/---

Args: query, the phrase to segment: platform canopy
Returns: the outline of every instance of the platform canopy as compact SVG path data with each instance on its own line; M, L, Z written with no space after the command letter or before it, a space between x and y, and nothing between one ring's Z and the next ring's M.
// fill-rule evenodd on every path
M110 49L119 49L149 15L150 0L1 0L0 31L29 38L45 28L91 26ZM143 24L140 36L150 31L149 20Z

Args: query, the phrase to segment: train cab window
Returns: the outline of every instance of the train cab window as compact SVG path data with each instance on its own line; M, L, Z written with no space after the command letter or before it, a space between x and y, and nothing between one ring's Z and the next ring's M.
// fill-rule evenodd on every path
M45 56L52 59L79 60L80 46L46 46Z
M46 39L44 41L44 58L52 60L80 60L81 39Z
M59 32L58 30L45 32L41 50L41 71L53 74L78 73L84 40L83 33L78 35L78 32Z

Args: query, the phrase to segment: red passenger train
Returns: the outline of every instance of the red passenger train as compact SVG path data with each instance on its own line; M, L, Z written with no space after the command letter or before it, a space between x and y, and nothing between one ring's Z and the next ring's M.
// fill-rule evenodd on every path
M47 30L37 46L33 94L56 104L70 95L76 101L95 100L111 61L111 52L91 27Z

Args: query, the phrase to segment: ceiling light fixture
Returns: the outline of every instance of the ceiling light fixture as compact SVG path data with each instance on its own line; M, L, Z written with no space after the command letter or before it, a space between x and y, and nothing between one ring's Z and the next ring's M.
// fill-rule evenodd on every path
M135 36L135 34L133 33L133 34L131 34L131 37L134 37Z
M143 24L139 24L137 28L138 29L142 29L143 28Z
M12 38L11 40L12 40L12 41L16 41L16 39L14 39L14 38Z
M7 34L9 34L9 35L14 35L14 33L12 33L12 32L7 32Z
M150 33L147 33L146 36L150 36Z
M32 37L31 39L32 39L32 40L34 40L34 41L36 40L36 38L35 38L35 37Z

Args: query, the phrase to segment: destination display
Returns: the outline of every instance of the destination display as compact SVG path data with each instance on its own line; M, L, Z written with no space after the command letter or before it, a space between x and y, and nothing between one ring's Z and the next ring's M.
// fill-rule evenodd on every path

\---

**Exercise directions**:
For this task, copy exactly the line with "Returns: the outline of every instance of the destination" and the lines that come after it, stopping at the end of the material above.

**Output of the task**:
Returns: the outline of every instance of the destination display as compact SVG path data with each instance on its own line; M, L, Z written with no space after the command letter or before it, a space between x and y, and nothing between one ring's Z and the next ring's M.
// fill-rule evenodd on every path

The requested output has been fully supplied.